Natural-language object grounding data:
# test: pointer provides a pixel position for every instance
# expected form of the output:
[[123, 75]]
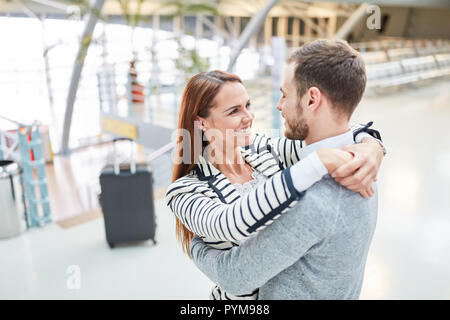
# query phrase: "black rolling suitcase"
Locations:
[[126, 200]]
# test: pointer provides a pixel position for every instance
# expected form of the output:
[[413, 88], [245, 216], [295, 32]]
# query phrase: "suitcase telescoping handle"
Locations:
[[132, 161]]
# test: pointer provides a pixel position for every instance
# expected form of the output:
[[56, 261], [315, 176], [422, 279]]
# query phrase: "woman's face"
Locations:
[[230, 118]]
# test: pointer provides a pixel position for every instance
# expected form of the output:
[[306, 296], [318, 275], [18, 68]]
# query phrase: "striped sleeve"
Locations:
[[235, 221]]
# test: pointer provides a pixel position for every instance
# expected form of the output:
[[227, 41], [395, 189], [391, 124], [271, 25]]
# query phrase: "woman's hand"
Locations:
[[358, 174]]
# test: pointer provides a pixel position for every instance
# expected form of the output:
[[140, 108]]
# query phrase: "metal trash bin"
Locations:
[[12, 222]]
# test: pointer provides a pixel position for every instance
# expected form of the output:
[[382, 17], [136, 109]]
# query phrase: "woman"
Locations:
[[228, 184]]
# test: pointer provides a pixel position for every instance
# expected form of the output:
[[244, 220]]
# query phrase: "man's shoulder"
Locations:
[[323, 203]]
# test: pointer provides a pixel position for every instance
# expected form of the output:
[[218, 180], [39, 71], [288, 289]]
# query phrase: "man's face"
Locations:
[[291, 107]]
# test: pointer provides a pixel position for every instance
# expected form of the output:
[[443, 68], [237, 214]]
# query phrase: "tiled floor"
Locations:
[[408, 258]]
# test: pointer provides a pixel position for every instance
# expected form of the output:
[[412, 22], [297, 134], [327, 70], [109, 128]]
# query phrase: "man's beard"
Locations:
[[297, 129]]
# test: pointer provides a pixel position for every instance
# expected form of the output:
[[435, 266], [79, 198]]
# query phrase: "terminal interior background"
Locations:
[[65, 73]]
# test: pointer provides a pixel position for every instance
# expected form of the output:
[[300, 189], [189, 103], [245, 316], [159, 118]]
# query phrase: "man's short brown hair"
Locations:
[[335, 68]]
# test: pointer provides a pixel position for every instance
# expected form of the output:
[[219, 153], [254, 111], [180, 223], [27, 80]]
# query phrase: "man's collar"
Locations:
[[338, 141]]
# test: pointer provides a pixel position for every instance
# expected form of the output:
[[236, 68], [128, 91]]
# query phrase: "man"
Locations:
[[319, 251]]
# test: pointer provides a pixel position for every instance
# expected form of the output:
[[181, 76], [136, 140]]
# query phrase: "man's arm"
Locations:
[[247, 267]]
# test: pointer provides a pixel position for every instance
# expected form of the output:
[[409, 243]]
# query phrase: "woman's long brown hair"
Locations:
[[197, 99]]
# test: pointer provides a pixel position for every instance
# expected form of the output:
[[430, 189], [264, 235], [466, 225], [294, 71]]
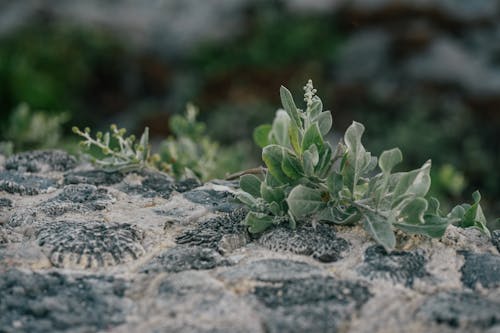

- [What needs to be done]: Using the data above, count the lines that include "woman" and write the number alone.

- [Completed exercise]: 4